--- START ---
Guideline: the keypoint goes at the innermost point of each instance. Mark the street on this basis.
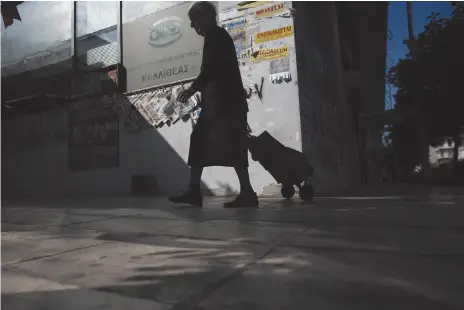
(144, 253)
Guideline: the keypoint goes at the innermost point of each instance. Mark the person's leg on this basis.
(195, 177)
(193, 195)
(247, 196)
(244, 178)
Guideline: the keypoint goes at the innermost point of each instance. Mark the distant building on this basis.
(443, 154)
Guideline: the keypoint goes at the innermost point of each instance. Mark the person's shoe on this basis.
(190, 197)
(243, 200)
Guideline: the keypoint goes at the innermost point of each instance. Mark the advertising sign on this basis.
(236, 30)
(274, 34)
(161, 48)
(271, 10)
(271, 53)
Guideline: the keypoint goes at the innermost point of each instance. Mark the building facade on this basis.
(318, 67)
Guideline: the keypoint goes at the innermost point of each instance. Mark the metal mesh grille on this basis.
(97, 34)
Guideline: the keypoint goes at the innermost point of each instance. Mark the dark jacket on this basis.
(219, 138)
(220, 81)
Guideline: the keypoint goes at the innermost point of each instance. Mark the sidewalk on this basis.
(148, 254)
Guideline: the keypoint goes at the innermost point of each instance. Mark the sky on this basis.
(398, 26)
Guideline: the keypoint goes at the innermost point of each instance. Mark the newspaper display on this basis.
(159, 107)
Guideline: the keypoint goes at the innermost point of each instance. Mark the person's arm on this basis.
(207, 65)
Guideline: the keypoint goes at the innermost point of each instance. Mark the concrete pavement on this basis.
(348, 253)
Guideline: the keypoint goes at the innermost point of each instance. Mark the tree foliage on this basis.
(434, 68)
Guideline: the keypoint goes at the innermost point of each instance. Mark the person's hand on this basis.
(186, 94)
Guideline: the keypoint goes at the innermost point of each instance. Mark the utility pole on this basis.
(418, 107)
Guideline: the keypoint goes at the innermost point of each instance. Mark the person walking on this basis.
(220, 135)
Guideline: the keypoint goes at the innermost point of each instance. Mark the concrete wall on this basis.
(35, 148)
(328, 141)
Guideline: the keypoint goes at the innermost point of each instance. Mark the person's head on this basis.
(202, 16)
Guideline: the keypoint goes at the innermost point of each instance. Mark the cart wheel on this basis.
(306, 193)
(287, 191)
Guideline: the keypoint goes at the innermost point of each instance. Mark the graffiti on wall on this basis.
(34, 130)
(93, 135)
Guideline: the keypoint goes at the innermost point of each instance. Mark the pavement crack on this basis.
(51, 255)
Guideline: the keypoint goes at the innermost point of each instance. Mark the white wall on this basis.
(41, 168)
--- END ---
■ Required work ■
Rewrite the data above with "innermost point" replaced by "central point" throughout and everything else unchanged. Leave the pictures out.

■ Expected answer ■
Guideline: the keypoint goes at the central point of each instance. Mark the street on this basis.
(144, 253)
Guideline: the keypoint goes at the central point of each instance. Mark the person's leg on this basis.
(195, 177)
(193, 195)
(247, 196)
(244, 178)
Guideline: the keypoint goes at the central point of each instance. Mark the distant building on this basis.
(443, 154)
Guideline: the keypoint goes at the central point of each instance. Mark the person's shoe on this basis.
(190, 197)
(243, 200)
Guideline: the keypoint goes at the central point of each instance. Mark the advertising sign on this basis.
(236, 30)
(274, 34)
(161, 48)
(271, 10)
(271, 53)
Guideline: the keypoint goes at the central point of each instance. Mark the building facade on this basis.
(318, 67)
Guideline: the keypoint goes at the central point of each instance. Mark the metal mesh grille on this basis.
(97, 34)
Guideline: the keypoint goes at the central point of each instance. Mark the dark jacket on this basis.
(219, 138)
(220, 81)
Guideline: the keypoint goes at the central point of each instance. Mark the sidewalk on this basis.
(148, 254)
Guideline: the keypoint goes at the central point of each instance. Mark the sky on this basis.
(398, 26)
Guideline: the keypoint goes at the central point of each instance. Mark the newspaper display on this basis.
(159, 107)
Guideline: the keypoint goes at the central point of each instance. Mark the person's arm on this basis.
(207, 65)
Guideline: the keypoint goes at the central point of each instance. Mark the concrete pavement on this basis.
(348, 253)
Guideline: the keypoint goes at the central point of each instance. Mark the tree foliage on this basis.
(434, 68)
Guideline: the keypoint goes at the central point of each instance. Mark the person's hand on this basis.
(186, 94)
Guideline: the keypoint goes at the central point of each instance. Mark the utility pole on this basis.
(418, 107)
Guideline: the keypoint goes at the central point of each instance. Mark the person walking on this basis.
(220, 135)
Guideline: the keypoint goes at the central point of each instance. Mark the concrete wall on this basis.
(35, 148)
(328, 141)
Guideline: the keypoint goes at the central point of each instance. Mark the person's head on this basis.
(202, 16)
Guideline: the keypoint goes at the central point of each instance. Mark the cart wheel on this basis.
(306, 193)
(287, 191)
Guideline: the keypoint goes at the central point of each instance. Mark the graffiti on wall on this basis.
(34, 130)
(93, 135)
Guideline: the keypoint goes at the central point of each instance. Mark the pavement crack on this basis.
(51, 255)
Guideline: the keypoint goes at the central point of each instance. Mark the white wall on this basis.
(41, 168)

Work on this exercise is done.